§ **Exercise goal**
Copy each line below exactly and leave the pictures out.

§ **Material for this exercise**
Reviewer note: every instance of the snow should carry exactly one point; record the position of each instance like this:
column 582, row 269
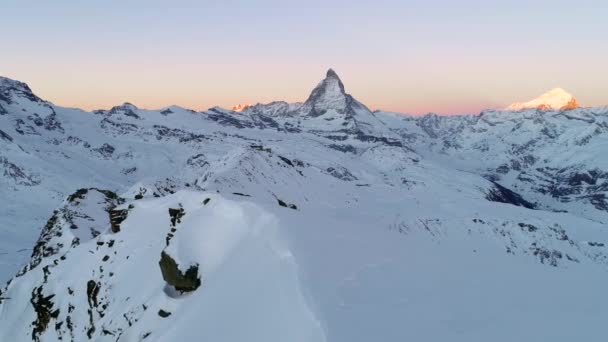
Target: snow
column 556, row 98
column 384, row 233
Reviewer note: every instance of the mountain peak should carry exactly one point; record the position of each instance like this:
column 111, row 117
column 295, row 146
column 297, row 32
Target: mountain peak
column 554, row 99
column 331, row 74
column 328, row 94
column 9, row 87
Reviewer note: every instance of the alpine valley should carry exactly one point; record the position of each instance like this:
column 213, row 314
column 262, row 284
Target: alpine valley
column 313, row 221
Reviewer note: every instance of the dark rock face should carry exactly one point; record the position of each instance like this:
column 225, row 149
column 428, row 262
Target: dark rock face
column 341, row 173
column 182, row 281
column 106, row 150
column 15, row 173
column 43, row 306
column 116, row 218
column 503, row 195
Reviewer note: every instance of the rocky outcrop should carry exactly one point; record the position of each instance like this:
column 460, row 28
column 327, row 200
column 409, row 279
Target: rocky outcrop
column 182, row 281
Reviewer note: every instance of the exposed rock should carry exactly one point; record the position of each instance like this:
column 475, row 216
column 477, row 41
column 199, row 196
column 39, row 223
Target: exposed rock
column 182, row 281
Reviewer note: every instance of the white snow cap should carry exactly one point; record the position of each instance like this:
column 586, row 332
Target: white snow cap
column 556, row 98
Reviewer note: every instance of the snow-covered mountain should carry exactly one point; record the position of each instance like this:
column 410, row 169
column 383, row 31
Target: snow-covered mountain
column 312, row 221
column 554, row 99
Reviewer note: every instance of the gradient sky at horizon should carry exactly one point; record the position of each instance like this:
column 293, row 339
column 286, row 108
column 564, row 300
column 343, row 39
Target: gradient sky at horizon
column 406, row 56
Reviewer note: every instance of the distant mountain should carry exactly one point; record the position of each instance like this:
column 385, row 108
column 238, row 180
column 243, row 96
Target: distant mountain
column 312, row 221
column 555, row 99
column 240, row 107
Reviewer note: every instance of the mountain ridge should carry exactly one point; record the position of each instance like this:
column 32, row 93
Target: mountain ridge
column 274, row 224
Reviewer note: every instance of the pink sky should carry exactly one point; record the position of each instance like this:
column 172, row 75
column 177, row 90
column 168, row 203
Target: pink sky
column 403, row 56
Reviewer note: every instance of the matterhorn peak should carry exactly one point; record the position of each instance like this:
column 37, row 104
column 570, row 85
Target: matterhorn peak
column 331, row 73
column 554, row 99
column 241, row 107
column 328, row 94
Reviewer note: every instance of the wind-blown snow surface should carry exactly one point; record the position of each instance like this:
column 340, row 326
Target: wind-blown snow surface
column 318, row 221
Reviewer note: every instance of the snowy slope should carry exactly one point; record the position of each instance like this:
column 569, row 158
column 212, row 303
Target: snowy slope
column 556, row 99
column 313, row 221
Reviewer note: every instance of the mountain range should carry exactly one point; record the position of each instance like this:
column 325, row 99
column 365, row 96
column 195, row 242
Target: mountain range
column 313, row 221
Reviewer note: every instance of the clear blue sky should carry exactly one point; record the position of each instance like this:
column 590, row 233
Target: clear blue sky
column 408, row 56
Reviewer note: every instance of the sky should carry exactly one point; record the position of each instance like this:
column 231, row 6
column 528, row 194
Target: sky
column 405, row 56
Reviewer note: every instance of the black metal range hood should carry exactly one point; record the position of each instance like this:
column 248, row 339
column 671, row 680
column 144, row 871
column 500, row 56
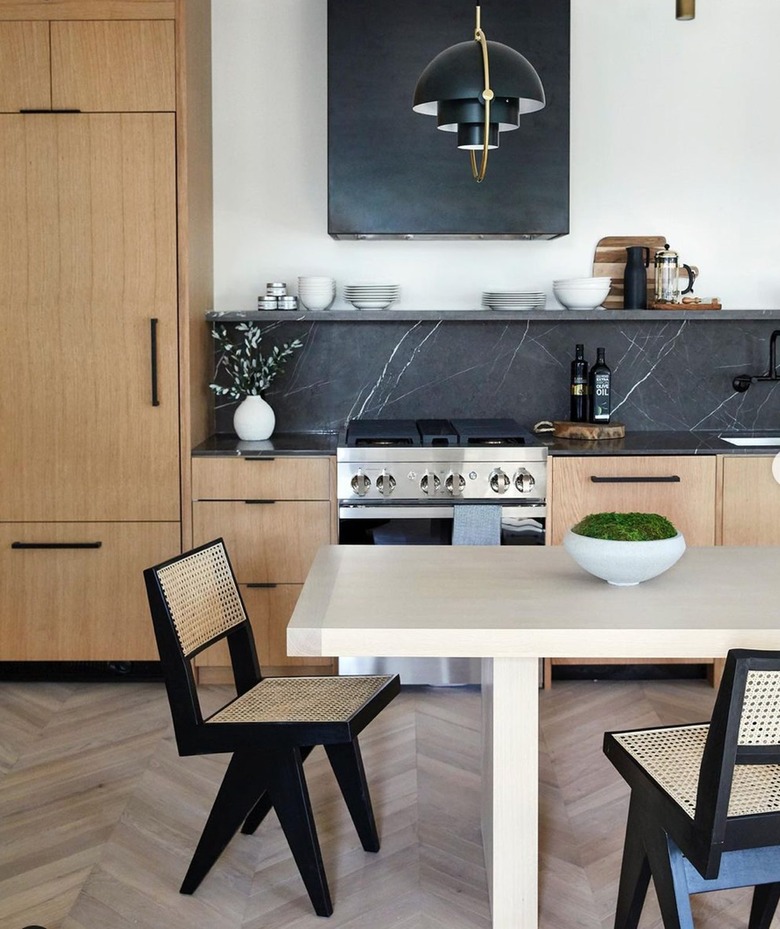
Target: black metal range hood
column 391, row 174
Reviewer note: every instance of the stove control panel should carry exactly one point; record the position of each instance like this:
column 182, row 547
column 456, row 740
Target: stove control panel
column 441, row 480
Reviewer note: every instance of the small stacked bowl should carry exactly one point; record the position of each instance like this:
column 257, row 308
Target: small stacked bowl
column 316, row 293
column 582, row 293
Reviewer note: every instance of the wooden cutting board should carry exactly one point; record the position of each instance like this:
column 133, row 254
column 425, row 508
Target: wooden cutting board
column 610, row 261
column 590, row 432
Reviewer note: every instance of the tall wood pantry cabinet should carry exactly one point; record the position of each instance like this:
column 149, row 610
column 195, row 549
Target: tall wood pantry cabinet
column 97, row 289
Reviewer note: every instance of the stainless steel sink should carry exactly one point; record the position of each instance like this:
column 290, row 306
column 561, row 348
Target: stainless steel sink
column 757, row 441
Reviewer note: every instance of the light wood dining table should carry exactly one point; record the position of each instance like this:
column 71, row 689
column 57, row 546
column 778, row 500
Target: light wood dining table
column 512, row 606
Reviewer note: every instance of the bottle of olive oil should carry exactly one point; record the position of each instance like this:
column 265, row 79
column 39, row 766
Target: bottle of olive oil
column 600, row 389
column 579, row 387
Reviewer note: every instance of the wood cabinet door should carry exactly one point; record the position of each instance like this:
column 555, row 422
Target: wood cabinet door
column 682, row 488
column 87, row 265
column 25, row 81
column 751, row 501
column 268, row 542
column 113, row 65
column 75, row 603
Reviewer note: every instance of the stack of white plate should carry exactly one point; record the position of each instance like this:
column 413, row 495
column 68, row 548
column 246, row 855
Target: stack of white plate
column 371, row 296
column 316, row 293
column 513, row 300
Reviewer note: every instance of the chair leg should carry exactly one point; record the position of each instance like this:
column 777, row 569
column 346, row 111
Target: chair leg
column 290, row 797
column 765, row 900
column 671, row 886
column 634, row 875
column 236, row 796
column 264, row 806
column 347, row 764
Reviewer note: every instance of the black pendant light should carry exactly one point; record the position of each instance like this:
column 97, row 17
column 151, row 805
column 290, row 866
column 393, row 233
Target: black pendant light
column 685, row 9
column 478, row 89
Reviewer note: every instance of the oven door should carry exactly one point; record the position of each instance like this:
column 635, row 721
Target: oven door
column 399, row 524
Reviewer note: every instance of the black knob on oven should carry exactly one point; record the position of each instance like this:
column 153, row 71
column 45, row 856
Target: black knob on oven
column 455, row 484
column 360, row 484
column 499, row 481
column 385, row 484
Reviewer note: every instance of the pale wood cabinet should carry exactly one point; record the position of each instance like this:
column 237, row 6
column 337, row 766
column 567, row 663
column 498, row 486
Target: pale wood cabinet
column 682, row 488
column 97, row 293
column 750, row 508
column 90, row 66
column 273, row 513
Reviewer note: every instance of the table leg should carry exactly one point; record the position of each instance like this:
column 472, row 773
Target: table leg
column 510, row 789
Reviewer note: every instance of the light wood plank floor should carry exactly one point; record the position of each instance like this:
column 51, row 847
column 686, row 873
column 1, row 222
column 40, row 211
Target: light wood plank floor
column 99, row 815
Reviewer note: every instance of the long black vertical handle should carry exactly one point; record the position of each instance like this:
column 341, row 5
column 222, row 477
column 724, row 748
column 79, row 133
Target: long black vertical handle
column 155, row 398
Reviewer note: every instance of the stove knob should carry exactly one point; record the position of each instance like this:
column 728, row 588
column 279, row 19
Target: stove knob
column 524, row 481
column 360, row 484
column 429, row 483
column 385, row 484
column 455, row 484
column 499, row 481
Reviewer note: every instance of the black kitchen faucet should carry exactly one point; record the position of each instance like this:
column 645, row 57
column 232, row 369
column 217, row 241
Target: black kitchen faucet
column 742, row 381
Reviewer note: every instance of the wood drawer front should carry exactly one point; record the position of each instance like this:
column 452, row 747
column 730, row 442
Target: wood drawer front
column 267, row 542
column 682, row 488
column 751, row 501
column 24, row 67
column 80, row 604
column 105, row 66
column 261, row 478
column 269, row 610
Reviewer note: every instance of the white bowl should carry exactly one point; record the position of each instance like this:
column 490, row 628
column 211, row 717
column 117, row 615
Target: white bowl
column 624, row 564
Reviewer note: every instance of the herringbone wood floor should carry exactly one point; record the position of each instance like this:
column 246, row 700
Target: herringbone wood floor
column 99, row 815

§ **Result of the exercise**
Reviewer note: every instance of the snow should carry exactly one point; record the position of each instance like this:
column 582, row 269
Target: snow
column 556, row 98
column 384, row 233
Reviewer note: every instance of the mountain peak should carry exactly one point; record the position of each instance like this:
column 111, row 117
column 295, row 146
column 297, row 32
Target: mountain peak
column 554, row 99
column 331, row 74
column 328, row 94
column 9, row 87
Reviewer note: every instance of the alpine valley should carry exactly one point; record the position of each instance like this:
column 213, row 314
column 262, row 284
Target: alpine valley
column 313, row 221
Reviewer note: every instance of the dark rock face should carry exactly one point; record the position of each instance like this:
column 225, row 149
column 428, row 262
Target: dark rock face
column 341, row 173
column 182, row 281
column 106, row 150
column 15, row 173
column 43, row 306
column 116, row 218
column 503, row 195
Reviewer note: every instance of the rocky outcrop should carry exactly one point; record the position of each instance like this:
column 460, row 28
column 327, row 200
column 409, row 279
Target: rocky outcrop
column 182, row 281
Reviewer note: every instance of the exposed rock should carry exactly one point; record the position of each instance like this:
column 475, row 216
column 477, row 41
column 199, row 196
column 39, row 223
Target: exposed rock
column 182, row 281
Reviewer note: every instance of the white snow cap should carry exactly one point; record the position of each instance like this:
column 586, row 332
Target: white snow cap
column 556, row 98
Reviewer note: every instance of the snow-covered mountain should carry exactly one point; record the position of each instance like this:
column 410, row 169
column 383, row 31
Target: snow-covered mountain
column 312, row 221
column 554, row 99
Reviewer note: every instance of the gradient sky at horizon should carry exactly one point; record the position of each instance like this:
column 293, row 339
column 286, row 108
column 564, row 300
column 343, row 39
Target: gradient sky at horizon
column 406, row 56
Reviewer note: every instance of the distant mountain should carry exactly one point; record the position of each instance like this:
column 385, row 108
column 238, row 180
column 243, row 96
Target: distant mountain
column 312, row 221
column 555, row 99
column 240, row 107
Reviewer note: every instance of the mountain ridge should carry exactly one point; record the position of each instance like this:
column 32, row 93
Target: mountain ridge
column 274, row 224
Reviewer note: every instance of the pink sky should carry exactly one point; record the position of each instance like this:
column 172, row 75
column 177, row 90
column 168, row 203
Target: pink sky
column 403, row 56
Reviewer note: every instance of the matterhorn peak should carry exactly one point; record the position of each instance like this:
column 37, row 104
column 570, row 85
Target: matterhorn peak
column 331, row 73
column 554, row 99
column 241, row 107
column 328, row 94
Reviewer note: every instance of the wind-blown snow surface should carry exactly one point; record the position of each instance like this:
column 340, row 326
Target: wind-blown snow surface
column 318, row 221
Reviewer note: every instance of the snowy slope should carry exactly one point; record the position of each instance like this:
column 569, row 158
column 212, row 303
Target: snowy slope
column 556, row 99
column 313, row 221
Reviewer note: every instance of the mountain range should carry exactly one point; record the position of each instance like this:
column 325, row 99
column 365, row 96
column 195, row 242
Target: mountain range
column 313, row 221
Reviewer note: every instance of the clear blue sky should carry exactly one point; record the position of each instance like this:
column 590, row 233
Target: clear blue sky
column 408, row 56
Reviewer note: every instance of the sky should carry exactly one point; record the position of each instance like this:
column 231, row 6
column 528, row 194
Target: sky
column 405, row 56
Reviewer note: every instance of the black metal range hood should carry exactly one point; record the position of each instance like this:
column 248, row 339
column 671, row 680
column 144, row 871
column 500, row 56
Target: black metal range hood
column 391, row 174
Reviewer note: every instance of the stove control panel should carry exactly one point; record the position of each instance like this:
column 182, row 547
column 456, row 740
Target: stove control panel
column 441, row 480
Reviewer note: every instance of the small stacked bowl should carry exactly one point; record the position of each instance like this:
column 257, row 308
Target: small stacked bowl
column 316, row 293
column 582, row 293
Reviewer note: every instance of the wooden cutting board should carry exactly one point; record the position of each instance like this:
column 133, row 254
column 425, row 508
Target: wooden cutting board
column 610, row 261
column 590, row 432
Reviewer note: every instance of the tall wood pantry cabinet should carry exactly one point; record the position of each instance like this:
column 149, row 610
column 195, row 549
Target: tall wood pantry cabinet
column 97, row 289
Reviewer note: every instance of the stainless steel sink should carry exactly one point; record the position of each instance like this:
column 290, row 306
column 561, row 348
Target: stainless steel sink
column 757, row 441
Reviewer note: every instance of the light wood dining table should carry exactly one point; record the position of each instance like this:
column 71, row 689
column 57, row 546
column 778, row 500
Target: light wood dining table
column 512, row 606
Reviewer note: every instance of the bottle of olive oil should carry exactly one point; record the position of each instance like this:
column 265, row 79
column 39, row 766
Target: bottle of olive oil
column 600, row 389
column 579, row 387
Reviewer note: every instance of the wood cabinet door should carry exactly one point; record the position of each instance like this:
column 555, row 422
Target: wood cabinet door
column 682, row 488
column 87, row 265
column 25, row 81
column 751, row 501
column 268, row 542
column 113, row 65
column 75, row 603
Reviewer note: every instance of the stack of white plate should carry exactly one point; record the position of each instance like this:
column 413, row 495
column 68, row 548
column 246, row 855
Target: stack of white plate
column 371, row 296
column 316, row 293
column 513, row 300
Reviewer note: every instance of the chair leg should carry exactly one point; record the position of each instance like this:
column 777, row 569
column 346, row 111
Target: chair leg
column 290, row 797
column 765, row 900
column 671, row 886
column 634, row 875
column 236, row 796
column 264, row 806
column 347, row 764
Reviewer note: every instance of the black pendant light should carry exactly one point; record the position of each instance like this:
column 97, row 17
column 151, row 805
column 290, row 866
column 393, row 233
Target: black pendant light
column 685, row 9
column 478, row 89
Reviewer note: every instance of the oven door should carry exactly one point; record the position of each instance like this:
column 635, row 721
Target: oven door
column 399, row 524
Reviewer note: every instance of the black knob on oven should carry exactly one point; record the position of each instance like this:
column 153, row 71
column 45, row 856
Target: black knob on oven
column 455, row 484
column 360, row 484
column 499, row 481
column 385, row 484
Reviewer note: every instance of the pale wood cabinet should carry exactly one point; record the position of each instance like this:
column 237, row 6
column 337, row 766
column 567, row 663
column 498, row 486
Target: pale wood cabinet
column 682, row 488
column 97, row 293
column 750, row 508
column 90, row 66
column 273, row 513
Reviewer note: every instance of the table leg should carry exactly one point; record the position of each instance like this:
column 472, row 773
Target: table leg
column 510, row 789
Reviewer note: every instance of the light wood plank floor should carry exactly one point; record the position of each instance like this:
column 51, row 847
column 686, row 873
column 1, row 222
column 40, row 211
Target: light wood plank floor
column 99, row 815
Reviewer note: every instance of the long black vertical handle should carry exactly one point; record the position of each instance like this:
column 341, row 5
column 222, row 477
column 724, row 748
column 79, row 133
Target: long black vertical handle
column 155, row 398
Reviewer note: every instance of the stove knob should carry exactly one point; record the position of each instance like this:
column 728, row 588
column 279, row 19
Target: stove knob
column 524, row 481
column 360, row 484
column 429, row 483
column 385, row 484
column 455, row 484
column 499, row 481
Reviewer note: every instance of the black kitchen faucet should carry exactly one point; record the position of each instance like this:
column 645, row 57
column 232, row 369
column 217, row 241
Target: black kitchen faucet
column 742, row 381
Reviewer note: every instance of the wood drawer front should carry exactly one point; record the position of each instance like this:
column 452, row 747
column 730, row 442
Target: wood drawer front
column 267, row 542
column 682, row 488
column 751, row 501
column 24, row 67
column 80, row 604
column 105, row 66
column 261, row 478
column 269, row 610
Reviewer note: every instance of the white bowl should carry exactly one point; record the position of each instance like this:
column 490, row 628
column 211, row 717
column 117, row 615
Target: white bowl
column 624, row 564
Reviewer note: every instance of the herringbone wood floor should carry exactly one point; record the position of each instance like this:
column 246, row 700
Target: herringbone wood floor
column 99, row 815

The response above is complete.